> [SET EXERCISE 1]: Pick out each line in the entries that contains the string "glass" and copy those lines. Uppercase and lowercase must match.

First of all, agree to have the current owner place the property in a
title-holding trust in his/her own names for a few years. The trust will
continue then until you can either -- 1) sell the property and pay off
the loan, or until 2) you can refinance it in your own name and hang onto
the property.
This way, the seller needn't "trust you," or take chances on
passing title to you. Neither do they have to take any chances with your
personal problems that could result in getting liens, suits, judgements,
BKS (or your OWN martial dispute actions) against the property. Essentially
the seller gives you, say, a 90%:10% ownership (beneficiary interest in
the trust), and agree that when you dispose of the property in 2-3 years,
that they will relinquish their ten percent at that time. This agreement
to forfeit is made as consideration for your prompt payment record and
strict adherence to all contract provisions throughout the term of the
agreement. The 10% interest helps in protecting against a due-on-sale
violation (the DOS may not be a big deal to most Investors; but it makes
a seller much more comfortable. And so long as some beneficiary interest
in held, and no more than 50% of the voting rights within the trust are
relinquished, neither will there be property tax increases, or compromises
of federal or state income tax regulations.

> [DATASET RECORDS]:
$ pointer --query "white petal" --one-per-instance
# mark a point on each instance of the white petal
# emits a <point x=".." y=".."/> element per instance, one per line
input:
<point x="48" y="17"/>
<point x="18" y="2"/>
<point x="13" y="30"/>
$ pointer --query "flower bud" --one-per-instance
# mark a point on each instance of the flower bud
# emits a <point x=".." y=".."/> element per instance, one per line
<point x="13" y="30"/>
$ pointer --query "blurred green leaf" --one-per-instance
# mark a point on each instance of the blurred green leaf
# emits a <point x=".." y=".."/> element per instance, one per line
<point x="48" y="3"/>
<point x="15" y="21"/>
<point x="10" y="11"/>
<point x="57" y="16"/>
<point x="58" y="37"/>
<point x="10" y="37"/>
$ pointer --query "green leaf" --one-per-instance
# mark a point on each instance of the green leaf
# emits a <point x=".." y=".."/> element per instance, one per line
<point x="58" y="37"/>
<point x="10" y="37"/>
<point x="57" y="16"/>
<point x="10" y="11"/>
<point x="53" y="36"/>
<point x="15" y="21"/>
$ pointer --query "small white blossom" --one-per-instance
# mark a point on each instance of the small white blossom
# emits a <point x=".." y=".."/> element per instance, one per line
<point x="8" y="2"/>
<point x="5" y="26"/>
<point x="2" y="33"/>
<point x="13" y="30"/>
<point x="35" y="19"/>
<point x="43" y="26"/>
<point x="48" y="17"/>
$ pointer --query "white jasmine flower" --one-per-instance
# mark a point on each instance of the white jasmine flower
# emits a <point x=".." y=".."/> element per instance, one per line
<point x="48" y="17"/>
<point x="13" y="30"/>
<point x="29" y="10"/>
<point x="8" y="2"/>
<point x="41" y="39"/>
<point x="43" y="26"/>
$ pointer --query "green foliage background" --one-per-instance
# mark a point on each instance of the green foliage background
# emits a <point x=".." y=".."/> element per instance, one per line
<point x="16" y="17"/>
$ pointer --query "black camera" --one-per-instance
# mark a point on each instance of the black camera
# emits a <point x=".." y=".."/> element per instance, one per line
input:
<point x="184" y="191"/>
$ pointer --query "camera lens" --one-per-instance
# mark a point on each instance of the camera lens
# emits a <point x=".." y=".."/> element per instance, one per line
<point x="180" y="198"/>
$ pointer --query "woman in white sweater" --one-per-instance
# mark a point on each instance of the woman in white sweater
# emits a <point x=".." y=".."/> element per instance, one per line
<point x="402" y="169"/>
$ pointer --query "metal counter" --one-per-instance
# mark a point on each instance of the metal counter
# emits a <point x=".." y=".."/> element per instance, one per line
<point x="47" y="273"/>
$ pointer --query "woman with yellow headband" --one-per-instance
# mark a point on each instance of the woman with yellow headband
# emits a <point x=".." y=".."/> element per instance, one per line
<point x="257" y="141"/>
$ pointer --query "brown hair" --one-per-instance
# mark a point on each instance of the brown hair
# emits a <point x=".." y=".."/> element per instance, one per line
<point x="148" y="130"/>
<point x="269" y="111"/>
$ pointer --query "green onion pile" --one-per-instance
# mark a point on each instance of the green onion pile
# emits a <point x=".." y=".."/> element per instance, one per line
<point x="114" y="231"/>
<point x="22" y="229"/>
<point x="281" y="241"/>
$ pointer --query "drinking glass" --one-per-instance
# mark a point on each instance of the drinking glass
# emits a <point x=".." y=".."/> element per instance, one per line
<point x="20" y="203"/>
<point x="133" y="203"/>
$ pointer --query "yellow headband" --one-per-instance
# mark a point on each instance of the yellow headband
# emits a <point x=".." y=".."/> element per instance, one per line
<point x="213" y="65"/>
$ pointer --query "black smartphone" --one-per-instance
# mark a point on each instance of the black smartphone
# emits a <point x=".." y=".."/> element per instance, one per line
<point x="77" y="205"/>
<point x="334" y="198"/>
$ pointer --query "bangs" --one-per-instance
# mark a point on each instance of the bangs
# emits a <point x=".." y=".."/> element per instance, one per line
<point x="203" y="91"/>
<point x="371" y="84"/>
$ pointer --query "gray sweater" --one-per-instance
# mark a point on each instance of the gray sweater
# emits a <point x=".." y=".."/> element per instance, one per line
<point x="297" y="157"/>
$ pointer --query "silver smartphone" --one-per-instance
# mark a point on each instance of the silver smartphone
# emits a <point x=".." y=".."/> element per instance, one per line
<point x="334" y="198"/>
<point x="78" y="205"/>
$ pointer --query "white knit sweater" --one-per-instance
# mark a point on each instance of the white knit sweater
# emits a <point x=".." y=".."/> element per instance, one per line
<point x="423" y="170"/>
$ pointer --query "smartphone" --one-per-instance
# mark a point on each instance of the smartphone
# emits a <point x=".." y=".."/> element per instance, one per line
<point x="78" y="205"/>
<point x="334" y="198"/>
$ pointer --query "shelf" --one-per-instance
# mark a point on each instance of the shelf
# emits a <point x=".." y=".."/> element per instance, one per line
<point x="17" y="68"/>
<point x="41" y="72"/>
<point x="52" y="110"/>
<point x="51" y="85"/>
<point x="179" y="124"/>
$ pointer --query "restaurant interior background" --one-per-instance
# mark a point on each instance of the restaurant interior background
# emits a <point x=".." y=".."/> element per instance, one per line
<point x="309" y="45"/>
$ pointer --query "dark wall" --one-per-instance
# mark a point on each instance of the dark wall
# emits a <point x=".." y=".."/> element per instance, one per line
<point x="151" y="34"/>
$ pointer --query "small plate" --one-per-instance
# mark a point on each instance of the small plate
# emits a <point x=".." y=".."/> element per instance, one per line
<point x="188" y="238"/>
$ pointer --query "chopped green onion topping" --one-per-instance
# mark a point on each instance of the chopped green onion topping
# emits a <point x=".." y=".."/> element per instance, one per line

> [SET EXERCISE 2]: Continue the passage on putting a property in a title-holding trust, starting right after its final sentence.

> [WRITTEN REPLY 1]:
$ pointer --query "drinking glass" --one-per-instance
# mark a point on each instance of the drinking glass

> [WRITTEN REPLY 2]:
The Beneficiary Agreement between you and the seller specifies that upon
your disposition or refinance of the property, the seller will be paid
all of their beginning equity. This way the seller saves a bundle in RE
commission, sells the house for full price, and they earn a lot more than
they ever could otherwise
"North American Realty Services PACTrust™ Sandwiching"
Now... after you've gotten
the seller's agreement to proceed, if you'd like to have someone else
cover all the costs and expenses, consider this:
Get an agreement to be able
to assign a portion of your beneficiary interest to another, then run
an ad in the newspaper that says something like:
"WHY
RENT?"
NO DOWN, NO BANK QUALIFYING. AS LITTLE AS 2-3 PMTS AND CLOS.
COSTS CAN MOVE YOU IN. CALL ABOUT INCRED. TRUST PROPERTY OPPOR."
Then when the prospects call
(and they will... in large numbers), you say this (exactly this):
"Yes, I have this
house that is currently in a land trust: and what I'm looking for is
someone who can afford the payments and the closing costs, to basically
just 'give it to. [Pause] The only thing I want out of it personally,
is your agreement to either sell it, or refinance in your own name in
a couple years. And, of course, if there's been any appreciation over
that period of time, I'd like to just split it with you."
Now... think about it... if
you've done all of this
haven't you, in effect purchased a property
with NO (or minimal) Down, NO lender qualifying; and NO payments, NO maintenance,
NO repair, NO upkeep and NO landlording headaches, NO constructive notice
of the transfer, and NO Due on Sale violation? In fact, haven't you just
acquired clear, unobstructed profit potential while someone else pays
all the bills?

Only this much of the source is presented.